# [How to complete this task]
Retype only the lines at the head of the records, first through the one with "Target: expansion joint line", exactly as written.

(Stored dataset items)
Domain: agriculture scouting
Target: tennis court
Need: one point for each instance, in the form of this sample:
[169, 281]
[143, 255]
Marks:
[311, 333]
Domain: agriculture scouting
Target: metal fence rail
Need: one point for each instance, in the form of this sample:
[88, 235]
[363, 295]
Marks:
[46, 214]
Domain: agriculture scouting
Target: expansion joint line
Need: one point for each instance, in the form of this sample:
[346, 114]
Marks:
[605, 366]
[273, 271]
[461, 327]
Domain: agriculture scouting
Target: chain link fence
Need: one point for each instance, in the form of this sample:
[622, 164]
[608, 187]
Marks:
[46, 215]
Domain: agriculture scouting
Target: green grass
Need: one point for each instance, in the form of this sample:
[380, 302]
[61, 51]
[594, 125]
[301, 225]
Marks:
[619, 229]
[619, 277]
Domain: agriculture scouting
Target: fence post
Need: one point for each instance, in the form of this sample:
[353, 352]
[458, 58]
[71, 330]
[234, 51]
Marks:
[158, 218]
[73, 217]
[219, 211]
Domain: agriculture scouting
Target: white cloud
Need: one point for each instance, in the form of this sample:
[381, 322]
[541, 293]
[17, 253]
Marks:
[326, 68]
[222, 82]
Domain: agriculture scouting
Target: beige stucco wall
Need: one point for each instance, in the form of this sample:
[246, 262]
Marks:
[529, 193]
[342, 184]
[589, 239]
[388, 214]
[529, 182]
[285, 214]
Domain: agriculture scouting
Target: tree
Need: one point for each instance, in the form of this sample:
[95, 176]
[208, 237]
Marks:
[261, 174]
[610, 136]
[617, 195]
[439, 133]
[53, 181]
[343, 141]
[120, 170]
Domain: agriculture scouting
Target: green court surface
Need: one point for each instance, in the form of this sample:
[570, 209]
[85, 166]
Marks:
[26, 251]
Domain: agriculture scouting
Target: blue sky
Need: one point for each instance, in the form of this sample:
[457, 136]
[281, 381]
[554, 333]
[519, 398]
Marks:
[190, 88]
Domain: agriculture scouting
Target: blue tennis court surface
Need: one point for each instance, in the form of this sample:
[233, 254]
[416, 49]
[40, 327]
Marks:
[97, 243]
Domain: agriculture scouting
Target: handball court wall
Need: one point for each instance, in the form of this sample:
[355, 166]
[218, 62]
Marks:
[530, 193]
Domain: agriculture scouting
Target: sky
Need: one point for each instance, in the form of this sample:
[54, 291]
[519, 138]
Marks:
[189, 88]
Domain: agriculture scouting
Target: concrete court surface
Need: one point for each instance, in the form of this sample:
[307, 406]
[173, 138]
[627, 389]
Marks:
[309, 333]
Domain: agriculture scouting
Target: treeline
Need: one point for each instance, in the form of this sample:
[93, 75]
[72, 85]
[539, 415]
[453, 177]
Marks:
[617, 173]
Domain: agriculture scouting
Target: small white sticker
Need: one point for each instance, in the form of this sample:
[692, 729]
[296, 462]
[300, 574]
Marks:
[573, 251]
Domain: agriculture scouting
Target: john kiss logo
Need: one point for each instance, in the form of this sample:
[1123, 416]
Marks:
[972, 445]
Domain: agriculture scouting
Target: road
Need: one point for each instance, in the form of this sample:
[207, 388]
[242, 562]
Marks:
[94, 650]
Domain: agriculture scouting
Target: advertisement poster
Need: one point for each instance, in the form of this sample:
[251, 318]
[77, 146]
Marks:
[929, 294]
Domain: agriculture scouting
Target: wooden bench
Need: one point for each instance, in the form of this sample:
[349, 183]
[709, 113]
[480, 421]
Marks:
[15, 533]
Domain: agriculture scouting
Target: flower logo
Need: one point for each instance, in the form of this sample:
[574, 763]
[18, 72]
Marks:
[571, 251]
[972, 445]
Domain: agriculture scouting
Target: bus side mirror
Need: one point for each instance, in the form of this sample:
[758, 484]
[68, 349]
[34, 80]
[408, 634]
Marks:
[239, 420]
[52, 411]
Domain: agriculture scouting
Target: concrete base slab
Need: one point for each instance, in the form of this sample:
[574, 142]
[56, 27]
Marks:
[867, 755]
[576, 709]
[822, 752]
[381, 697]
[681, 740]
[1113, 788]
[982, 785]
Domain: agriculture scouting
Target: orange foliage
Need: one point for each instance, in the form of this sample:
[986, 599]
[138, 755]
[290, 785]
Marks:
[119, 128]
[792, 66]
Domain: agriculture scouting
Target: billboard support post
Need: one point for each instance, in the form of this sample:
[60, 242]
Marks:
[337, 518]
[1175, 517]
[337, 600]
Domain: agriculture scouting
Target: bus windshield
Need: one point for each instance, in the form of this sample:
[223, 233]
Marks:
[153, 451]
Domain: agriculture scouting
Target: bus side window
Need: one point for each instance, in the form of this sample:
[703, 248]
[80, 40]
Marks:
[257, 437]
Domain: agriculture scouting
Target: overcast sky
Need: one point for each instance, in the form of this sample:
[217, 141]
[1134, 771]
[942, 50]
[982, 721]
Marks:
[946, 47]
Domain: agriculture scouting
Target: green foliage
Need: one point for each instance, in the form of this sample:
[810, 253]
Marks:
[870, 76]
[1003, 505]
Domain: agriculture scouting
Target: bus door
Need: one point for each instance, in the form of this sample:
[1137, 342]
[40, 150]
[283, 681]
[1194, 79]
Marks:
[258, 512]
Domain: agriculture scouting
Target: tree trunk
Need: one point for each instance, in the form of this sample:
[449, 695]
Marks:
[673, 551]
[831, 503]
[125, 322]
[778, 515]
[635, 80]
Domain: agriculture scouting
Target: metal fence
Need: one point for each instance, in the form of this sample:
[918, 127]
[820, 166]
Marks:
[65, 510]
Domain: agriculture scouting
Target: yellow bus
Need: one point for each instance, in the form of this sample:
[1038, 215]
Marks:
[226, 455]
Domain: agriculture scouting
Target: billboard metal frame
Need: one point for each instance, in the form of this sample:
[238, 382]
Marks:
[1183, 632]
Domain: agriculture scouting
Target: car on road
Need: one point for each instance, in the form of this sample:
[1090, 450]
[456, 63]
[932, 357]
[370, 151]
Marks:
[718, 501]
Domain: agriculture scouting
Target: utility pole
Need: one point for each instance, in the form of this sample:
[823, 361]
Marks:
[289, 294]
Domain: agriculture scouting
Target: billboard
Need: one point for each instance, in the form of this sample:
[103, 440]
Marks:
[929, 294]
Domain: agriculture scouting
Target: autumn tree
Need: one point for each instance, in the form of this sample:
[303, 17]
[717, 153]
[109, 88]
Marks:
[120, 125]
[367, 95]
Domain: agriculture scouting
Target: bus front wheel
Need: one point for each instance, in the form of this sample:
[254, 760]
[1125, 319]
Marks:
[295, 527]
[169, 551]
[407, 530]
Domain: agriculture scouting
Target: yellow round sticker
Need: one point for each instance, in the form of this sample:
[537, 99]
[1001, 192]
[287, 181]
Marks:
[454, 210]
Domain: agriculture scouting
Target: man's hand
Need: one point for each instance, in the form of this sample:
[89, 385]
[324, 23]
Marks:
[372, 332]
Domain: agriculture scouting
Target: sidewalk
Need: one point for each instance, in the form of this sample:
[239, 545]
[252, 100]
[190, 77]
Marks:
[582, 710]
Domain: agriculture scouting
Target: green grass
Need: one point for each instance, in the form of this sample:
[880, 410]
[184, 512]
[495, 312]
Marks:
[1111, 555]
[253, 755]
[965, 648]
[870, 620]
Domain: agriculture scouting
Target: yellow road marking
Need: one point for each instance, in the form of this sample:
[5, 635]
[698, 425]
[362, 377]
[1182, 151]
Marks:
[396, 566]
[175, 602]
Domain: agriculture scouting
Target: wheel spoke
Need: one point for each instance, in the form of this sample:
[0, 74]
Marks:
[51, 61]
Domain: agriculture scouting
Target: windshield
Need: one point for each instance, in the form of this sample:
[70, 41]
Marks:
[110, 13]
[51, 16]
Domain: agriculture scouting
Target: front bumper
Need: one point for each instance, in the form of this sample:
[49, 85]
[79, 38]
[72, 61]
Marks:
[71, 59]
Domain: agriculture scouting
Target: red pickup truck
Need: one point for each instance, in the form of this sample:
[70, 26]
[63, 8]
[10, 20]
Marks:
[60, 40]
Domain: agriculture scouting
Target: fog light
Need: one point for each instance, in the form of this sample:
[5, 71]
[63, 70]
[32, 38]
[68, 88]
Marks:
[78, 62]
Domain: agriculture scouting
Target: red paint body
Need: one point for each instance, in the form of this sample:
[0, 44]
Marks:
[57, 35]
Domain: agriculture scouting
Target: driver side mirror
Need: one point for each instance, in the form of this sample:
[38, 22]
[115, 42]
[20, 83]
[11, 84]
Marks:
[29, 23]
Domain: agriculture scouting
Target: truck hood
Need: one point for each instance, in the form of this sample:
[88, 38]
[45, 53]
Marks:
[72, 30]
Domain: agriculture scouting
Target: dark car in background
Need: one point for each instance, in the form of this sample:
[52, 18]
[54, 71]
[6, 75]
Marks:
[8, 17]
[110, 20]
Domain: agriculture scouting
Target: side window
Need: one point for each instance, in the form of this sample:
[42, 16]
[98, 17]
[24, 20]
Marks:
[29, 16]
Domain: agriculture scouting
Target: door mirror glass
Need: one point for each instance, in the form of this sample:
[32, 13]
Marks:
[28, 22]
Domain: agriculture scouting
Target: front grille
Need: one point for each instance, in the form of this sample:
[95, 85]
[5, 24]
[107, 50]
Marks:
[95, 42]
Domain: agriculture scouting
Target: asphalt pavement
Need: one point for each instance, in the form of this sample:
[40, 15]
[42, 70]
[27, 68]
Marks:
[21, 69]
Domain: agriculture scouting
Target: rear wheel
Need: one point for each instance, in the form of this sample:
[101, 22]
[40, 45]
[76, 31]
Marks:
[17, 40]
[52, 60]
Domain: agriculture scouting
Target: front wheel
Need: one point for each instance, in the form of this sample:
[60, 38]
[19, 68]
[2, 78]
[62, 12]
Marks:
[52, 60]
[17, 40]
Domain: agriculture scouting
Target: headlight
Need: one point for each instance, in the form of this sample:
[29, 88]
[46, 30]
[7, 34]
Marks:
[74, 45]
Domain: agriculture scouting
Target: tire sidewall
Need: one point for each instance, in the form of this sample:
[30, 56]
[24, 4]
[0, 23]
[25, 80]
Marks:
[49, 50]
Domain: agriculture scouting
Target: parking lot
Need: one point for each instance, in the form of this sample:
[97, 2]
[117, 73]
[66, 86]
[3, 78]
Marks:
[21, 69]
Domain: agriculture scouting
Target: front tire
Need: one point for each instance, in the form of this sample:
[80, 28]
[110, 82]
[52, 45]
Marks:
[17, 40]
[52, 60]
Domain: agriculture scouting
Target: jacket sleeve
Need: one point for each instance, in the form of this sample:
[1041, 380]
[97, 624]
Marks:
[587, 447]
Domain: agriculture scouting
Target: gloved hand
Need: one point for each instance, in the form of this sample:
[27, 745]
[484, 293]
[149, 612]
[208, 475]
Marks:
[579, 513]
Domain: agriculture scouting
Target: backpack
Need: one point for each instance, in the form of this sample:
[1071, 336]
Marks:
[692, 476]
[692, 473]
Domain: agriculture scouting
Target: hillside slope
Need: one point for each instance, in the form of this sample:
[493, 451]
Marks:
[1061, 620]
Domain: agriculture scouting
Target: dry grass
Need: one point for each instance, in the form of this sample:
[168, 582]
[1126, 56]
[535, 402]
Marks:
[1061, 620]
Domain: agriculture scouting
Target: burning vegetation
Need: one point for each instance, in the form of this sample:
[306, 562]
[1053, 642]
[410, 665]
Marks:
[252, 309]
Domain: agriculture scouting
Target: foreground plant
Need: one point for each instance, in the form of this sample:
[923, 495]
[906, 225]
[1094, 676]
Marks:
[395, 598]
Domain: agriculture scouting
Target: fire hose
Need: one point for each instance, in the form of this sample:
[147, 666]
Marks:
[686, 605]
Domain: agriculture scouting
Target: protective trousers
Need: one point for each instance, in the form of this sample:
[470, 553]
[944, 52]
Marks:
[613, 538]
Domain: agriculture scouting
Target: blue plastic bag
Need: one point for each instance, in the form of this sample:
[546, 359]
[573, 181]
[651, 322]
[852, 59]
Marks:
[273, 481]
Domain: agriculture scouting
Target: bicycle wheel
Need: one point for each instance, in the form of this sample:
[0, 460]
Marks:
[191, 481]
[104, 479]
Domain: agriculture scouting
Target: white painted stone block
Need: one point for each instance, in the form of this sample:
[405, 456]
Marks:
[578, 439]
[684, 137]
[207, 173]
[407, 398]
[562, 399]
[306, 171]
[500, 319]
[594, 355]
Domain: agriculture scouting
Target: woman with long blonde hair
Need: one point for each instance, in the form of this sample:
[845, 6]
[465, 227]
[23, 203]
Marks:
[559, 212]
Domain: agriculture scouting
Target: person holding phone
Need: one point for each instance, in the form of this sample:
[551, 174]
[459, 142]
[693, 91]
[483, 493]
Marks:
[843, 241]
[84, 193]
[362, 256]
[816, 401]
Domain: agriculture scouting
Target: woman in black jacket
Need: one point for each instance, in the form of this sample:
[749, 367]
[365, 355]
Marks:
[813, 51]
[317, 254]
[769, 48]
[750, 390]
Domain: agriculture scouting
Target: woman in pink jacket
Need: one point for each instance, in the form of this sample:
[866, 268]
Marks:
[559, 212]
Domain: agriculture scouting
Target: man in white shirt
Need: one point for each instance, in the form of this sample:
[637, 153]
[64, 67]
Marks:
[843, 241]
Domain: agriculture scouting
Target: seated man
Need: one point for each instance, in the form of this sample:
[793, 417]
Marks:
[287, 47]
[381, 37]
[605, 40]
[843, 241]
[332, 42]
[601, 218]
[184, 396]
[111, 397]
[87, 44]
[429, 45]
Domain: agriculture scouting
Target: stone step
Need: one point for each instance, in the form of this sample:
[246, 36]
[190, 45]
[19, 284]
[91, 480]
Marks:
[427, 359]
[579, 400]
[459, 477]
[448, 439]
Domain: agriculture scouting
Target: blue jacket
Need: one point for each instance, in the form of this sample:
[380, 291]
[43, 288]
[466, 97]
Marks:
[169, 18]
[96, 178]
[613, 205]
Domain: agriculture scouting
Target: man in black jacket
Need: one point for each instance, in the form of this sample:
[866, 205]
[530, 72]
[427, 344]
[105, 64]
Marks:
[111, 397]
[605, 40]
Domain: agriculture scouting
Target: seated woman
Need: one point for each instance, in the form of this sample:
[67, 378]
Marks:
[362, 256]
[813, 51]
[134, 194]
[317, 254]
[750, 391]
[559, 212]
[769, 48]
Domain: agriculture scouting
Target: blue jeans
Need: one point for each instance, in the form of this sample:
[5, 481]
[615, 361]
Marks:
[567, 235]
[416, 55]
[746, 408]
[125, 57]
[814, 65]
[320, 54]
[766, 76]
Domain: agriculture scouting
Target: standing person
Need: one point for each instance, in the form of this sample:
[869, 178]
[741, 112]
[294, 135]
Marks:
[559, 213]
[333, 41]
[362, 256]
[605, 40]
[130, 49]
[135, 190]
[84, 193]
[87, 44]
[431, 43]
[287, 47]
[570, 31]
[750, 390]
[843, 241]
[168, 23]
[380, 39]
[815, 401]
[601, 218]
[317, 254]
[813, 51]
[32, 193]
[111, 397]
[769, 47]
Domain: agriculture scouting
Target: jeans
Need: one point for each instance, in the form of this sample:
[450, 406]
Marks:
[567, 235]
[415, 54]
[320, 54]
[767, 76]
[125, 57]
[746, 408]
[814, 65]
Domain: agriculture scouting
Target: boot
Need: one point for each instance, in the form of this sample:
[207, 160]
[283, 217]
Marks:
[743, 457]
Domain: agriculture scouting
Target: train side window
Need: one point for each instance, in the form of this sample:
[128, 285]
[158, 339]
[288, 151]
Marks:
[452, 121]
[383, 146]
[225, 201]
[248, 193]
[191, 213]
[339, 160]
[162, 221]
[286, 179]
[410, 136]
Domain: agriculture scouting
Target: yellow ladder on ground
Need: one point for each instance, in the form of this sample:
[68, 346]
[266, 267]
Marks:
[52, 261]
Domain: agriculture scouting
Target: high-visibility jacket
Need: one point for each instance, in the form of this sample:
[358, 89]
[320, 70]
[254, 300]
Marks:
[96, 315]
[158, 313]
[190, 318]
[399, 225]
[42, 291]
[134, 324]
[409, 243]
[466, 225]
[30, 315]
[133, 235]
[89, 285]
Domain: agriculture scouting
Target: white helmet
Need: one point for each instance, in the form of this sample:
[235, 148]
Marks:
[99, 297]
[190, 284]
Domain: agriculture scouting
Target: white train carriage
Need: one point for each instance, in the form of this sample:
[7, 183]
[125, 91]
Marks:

# [Written answer]
Domain: agriculture scouting
Target: tennis court
Need: one point for each instance, in the form of this sample:
[169, 281]
[143, 255]
Marks:
[311, 333]
Domain: agriculture scouting
Target: metal fence rail
Need: one point for each instance, in the form of this sample:
[88, 235]
[363, 295]
Marks:
[46, 214]
Domain: agriculture scouting
Target: expansion joint line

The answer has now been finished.